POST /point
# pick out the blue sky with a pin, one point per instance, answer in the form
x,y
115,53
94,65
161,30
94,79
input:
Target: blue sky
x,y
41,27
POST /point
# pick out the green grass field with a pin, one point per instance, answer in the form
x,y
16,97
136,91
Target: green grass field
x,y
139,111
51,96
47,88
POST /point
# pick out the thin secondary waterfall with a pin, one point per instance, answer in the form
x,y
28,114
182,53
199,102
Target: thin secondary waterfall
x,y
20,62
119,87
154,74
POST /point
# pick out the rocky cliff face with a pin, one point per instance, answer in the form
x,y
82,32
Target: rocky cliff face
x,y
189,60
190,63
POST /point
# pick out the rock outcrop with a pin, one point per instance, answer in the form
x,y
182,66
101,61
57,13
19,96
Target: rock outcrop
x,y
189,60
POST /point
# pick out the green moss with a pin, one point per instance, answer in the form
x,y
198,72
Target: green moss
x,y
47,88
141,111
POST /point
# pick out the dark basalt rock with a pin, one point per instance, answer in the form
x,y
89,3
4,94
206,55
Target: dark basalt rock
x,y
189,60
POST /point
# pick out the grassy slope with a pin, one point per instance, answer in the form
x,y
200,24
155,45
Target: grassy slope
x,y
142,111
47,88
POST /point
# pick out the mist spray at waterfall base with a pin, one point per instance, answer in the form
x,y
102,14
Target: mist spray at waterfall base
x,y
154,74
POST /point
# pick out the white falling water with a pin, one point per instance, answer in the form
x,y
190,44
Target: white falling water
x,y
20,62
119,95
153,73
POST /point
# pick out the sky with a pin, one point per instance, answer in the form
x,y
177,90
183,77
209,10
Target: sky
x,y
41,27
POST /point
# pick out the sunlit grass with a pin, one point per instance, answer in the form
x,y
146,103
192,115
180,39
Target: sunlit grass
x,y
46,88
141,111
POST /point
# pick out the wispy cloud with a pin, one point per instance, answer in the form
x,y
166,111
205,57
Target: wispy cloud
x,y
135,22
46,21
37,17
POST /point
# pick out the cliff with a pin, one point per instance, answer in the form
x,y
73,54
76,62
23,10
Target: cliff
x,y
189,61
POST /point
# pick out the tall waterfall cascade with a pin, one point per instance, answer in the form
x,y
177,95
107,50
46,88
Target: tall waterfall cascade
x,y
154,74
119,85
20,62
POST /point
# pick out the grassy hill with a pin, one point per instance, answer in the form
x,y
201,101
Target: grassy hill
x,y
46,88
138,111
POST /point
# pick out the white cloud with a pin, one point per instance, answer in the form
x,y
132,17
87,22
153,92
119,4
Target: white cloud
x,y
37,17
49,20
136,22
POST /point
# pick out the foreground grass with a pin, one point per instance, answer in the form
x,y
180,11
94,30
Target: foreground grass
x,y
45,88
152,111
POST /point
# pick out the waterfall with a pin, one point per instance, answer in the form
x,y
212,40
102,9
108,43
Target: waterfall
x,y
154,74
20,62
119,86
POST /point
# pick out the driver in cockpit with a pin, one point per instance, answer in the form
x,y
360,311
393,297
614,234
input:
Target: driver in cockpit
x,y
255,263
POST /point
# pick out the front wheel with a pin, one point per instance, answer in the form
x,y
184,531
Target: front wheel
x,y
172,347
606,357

» WHAT IS ASKED:
Please report how many lines of the data above contain the string "secondary", with case counting. Give only the number.

» THE RESULT:
2